ENTRIES SHOWN section start

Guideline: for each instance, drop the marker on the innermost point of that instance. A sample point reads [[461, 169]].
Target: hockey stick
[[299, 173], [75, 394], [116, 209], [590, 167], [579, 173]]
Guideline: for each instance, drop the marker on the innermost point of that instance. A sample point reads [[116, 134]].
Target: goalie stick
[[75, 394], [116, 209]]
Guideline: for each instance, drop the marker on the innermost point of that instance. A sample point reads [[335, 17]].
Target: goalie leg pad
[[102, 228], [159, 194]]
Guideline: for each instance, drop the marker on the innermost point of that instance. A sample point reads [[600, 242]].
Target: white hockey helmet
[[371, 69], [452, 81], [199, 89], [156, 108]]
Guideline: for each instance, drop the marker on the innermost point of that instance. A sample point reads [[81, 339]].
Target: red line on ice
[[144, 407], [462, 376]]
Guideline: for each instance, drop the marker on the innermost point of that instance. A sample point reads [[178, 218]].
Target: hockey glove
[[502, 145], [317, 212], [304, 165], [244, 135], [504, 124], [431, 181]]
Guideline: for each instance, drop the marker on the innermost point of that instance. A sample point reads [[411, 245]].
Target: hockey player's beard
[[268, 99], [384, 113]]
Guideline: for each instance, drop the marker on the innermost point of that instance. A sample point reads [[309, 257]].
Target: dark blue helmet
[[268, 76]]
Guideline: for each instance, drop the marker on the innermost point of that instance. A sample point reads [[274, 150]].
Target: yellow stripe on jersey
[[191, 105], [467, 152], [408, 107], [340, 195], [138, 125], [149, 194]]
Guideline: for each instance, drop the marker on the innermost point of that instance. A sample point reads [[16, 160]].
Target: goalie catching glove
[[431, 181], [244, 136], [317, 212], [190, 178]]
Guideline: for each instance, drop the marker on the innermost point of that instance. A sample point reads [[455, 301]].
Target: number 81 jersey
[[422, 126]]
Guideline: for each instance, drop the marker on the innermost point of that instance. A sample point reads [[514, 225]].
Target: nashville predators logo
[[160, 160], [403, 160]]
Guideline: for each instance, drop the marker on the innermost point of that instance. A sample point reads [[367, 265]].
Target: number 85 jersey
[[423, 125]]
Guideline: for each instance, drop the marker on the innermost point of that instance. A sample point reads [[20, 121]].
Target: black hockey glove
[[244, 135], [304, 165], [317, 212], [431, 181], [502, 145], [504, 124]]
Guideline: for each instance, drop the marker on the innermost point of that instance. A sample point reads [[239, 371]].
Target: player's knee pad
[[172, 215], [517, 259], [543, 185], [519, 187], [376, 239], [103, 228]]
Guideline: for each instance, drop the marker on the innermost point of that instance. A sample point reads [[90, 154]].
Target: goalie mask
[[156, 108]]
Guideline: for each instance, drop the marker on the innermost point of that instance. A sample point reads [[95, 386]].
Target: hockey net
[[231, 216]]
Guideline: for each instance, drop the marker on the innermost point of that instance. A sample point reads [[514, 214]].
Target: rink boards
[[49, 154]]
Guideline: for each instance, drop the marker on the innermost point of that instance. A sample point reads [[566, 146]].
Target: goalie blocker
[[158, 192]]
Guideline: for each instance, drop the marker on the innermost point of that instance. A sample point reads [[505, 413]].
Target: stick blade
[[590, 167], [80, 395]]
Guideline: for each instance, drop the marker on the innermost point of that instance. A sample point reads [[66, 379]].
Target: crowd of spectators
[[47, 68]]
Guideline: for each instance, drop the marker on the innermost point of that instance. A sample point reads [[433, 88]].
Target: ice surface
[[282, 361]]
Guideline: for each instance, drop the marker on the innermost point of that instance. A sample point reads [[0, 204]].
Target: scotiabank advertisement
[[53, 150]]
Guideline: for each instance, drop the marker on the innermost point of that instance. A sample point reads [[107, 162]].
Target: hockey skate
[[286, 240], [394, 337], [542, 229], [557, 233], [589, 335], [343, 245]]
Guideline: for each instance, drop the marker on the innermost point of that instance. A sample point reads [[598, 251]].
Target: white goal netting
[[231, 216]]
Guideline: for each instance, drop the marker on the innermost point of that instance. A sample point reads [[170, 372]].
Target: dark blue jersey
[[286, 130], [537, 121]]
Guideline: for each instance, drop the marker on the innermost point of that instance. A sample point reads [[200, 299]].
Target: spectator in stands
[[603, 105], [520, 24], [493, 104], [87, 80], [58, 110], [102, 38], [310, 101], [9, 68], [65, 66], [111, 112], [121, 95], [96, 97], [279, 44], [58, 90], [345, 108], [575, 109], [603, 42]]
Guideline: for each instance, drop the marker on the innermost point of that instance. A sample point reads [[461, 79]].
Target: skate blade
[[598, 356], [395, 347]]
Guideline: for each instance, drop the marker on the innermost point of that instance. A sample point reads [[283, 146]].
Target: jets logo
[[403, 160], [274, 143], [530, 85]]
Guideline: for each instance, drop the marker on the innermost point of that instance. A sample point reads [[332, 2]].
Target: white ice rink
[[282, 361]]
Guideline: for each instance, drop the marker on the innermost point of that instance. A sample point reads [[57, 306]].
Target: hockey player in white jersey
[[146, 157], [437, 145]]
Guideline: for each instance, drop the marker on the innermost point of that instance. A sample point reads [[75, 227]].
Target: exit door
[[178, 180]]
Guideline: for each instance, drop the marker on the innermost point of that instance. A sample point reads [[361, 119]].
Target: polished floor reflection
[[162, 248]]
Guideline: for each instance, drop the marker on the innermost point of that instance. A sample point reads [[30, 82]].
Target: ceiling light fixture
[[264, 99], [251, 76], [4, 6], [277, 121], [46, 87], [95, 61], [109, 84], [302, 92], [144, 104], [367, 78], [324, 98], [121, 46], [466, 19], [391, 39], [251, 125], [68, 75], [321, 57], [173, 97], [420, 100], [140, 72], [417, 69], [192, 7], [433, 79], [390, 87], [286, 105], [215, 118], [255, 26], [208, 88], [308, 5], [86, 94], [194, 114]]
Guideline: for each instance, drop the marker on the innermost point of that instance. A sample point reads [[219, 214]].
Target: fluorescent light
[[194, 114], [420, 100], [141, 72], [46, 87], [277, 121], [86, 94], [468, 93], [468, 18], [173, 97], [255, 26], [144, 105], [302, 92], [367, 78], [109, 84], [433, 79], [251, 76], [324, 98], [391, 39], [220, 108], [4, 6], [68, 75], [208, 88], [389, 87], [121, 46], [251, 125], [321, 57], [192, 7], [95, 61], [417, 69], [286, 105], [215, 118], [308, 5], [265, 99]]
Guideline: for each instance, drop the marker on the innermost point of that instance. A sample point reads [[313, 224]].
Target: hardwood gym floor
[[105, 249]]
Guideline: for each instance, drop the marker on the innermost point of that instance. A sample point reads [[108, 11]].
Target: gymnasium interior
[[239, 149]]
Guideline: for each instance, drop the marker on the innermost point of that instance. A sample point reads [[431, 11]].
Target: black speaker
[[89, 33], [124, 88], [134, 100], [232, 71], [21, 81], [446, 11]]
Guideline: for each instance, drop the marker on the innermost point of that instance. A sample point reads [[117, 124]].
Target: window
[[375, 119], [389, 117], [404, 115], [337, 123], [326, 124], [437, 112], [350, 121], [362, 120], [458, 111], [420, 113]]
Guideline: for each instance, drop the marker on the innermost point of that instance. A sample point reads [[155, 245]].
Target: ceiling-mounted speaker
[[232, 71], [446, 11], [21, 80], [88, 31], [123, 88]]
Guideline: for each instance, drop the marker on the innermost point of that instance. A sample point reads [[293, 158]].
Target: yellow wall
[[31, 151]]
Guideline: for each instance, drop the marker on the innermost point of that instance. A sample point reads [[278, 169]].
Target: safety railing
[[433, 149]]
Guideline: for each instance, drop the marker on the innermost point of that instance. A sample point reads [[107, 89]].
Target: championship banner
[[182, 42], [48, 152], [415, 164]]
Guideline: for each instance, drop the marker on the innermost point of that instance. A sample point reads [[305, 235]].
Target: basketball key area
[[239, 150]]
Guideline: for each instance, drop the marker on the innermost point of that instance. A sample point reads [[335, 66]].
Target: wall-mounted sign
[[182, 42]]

ENTRIES SHOWN section end
ENTRIES SHOWN section start

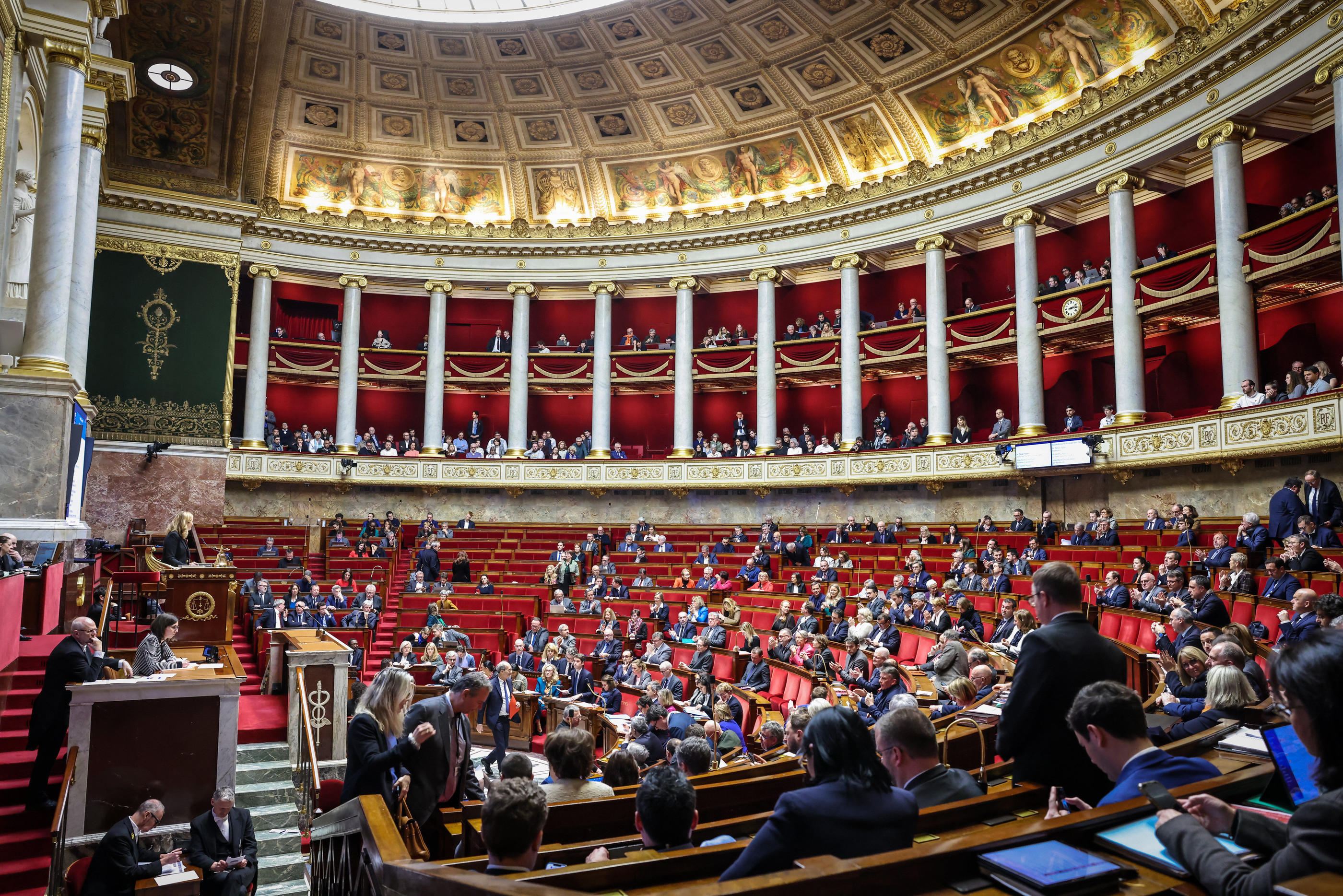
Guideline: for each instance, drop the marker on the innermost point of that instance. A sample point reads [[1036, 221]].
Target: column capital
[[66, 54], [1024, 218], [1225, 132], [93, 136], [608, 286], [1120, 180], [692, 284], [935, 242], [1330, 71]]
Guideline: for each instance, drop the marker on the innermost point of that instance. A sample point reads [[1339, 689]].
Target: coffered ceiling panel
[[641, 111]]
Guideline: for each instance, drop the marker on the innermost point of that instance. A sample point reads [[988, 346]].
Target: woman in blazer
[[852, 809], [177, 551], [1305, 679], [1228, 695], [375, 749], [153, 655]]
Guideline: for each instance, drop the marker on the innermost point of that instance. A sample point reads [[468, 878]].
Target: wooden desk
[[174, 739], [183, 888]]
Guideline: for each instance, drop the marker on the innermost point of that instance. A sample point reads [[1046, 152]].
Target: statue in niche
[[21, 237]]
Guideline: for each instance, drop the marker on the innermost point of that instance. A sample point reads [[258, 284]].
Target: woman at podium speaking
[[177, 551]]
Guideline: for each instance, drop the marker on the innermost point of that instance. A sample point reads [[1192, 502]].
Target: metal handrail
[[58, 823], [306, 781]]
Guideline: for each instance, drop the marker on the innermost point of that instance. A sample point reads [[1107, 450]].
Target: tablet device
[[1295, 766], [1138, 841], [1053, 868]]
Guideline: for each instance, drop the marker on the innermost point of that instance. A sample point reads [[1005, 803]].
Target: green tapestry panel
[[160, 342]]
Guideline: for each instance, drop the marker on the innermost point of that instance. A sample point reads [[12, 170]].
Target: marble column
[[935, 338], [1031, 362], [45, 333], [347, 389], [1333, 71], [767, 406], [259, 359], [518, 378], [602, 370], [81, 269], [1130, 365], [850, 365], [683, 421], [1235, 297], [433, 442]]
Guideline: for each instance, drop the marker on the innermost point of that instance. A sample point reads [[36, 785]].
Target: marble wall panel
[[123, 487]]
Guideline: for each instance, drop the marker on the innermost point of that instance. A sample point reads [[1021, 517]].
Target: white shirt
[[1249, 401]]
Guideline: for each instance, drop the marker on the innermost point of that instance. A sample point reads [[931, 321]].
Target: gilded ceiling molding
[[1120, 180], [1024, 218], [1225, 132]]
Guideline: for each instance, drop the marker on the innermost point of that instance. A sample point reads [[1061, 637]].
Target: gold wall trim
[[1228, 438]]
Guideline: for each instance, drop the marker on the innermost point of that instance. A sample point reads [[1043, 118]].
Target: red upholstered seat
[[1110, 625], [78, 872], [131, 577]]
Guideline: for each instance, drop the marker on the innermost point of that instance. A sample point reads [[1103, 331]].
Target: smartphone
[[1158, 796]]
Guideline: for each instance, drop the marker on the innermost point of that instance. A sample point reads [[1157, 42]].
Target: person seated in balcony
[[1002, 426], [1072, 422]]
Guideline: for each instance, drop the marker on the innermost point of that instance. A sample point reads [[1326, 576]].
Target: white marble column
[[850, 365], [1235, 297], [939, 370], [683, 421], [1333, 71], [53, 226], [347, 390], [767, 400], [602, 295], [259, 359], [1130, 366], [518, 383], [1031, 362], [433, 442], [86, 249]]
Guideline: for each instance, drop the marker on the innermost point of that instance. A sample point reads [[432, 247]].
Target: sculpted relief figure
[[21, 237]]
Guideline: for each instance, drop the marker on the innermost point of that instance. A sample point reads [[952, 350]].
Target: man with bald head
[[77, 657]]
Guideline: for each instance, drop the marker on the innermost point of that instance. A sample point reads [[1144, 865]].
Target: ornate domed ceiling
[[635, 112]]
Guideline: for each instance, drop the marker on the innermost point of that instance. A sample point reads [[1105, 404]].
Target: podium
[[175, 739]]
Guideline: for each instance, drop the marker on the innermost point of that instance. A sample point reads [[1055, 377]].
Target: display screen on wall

ENTRIES SHOWN section end
ENTRIES SHOWN section start

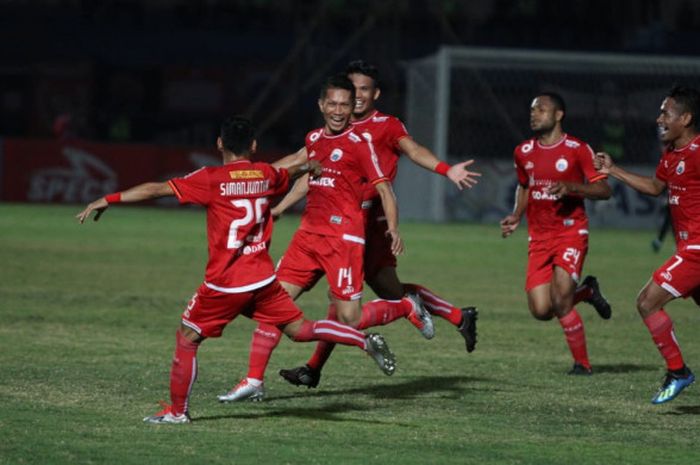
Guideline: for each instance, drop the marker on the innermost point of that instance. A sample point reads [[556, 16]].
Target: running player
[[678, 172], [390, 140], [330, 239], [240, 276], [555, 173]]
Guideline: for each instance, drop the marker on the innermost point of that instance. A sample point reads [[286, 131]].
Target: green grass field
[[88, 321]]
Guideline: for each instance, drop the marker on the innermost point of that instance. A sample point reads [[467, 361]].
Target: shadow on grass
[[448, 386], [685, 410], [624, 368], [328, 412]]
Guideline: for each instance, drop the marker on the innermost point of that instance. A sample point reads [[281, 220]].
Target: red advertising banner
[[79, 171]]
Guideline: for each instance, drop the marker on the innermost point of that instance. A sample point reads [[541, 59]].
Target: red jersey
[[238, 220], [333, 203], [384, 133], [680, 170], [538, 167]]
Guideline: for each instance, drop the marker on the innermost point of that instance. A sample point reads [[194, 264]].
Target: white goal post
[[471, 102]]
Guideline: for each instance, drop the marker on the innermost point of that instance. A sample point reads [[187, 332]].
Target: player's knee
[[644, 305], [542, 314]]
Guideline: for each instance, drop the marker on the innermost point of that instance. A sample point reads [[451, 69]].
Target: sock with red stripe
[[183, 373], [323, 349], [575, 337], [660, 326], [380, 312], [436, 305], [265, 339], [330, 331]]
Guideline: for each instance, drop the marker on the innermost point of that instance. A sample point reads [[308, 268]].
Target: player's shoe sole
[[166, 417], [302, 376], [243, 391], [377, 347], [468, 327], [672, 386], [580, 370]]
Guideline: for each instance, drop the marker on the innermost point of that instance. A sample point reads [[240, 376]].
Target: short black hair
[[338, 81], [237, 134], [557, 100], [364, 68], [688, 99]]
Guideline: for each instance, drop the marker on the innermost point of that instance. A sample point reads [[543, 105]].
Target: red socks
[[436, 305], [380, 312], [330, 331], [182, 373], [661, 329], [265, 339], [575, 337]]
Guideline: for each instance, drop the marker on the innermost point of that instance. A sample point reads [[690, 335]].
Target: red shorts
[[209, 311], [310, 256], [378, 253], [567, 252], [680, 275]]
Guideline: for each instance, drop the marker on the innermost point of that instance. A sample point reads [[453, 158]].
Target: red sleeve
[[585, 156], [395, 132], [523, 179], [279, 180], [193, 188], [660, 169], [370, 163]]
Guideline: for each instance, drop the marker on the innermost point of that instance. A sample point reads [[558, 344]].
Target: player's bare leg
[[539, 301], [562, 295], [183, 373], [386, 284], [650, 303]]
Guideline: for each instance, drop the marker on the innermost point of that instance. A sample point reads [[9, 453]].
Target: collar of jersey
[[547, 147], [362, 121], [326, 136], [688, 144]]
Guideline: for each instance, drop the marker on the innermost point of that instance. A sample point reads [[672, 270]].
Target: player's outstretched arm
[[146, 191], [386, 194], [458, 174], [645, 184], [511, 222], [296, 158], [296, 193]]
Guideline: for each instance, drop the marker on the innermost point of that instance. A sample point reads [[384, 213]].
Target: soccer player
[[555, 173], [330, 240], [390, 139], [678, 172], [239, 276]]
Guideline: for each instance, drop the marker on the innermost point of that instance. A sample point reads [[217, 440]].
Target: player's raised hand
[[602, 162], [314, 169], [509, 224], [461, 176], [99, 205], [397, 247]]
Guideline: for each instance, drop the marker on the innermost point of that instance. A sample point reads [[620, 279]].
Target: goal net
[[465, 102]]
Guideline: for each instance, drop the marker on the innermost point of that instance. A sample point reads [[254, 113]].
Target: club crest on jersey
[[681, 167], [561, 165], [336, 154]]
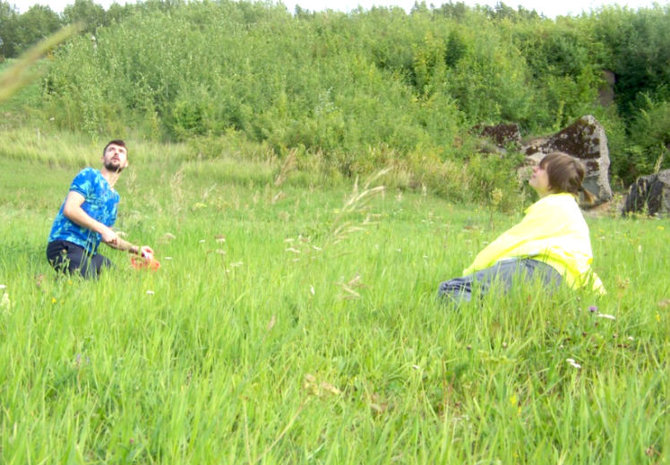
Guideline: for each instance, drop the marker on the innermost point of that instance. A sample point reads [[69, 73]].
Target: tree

ENTRIES SHOWN section end

> WORK REQUIRED
Above are the records; please give again, exactly and in full, only the lines that run from the line with "reads [[620, 279]]." through the line with "Target: tree", with no pictures.

> TASK OUTPUT
Guideline: for each instance, drop the marker on the innermost point of that instance. A sample point reads [[620, 279]].
Target: goal net
[[465, 102]]
Guideline: for each instance, drop the marker on the innermost point of that instance. A sample point reads [[254, 113]].
Target: club crest on jersey
[[681, 167], [561, 165], [336, 154]]
Guideline: for each instance, drop the marker on the innermost point of that instance. A sample point reads [[69, 73]].
Target: tree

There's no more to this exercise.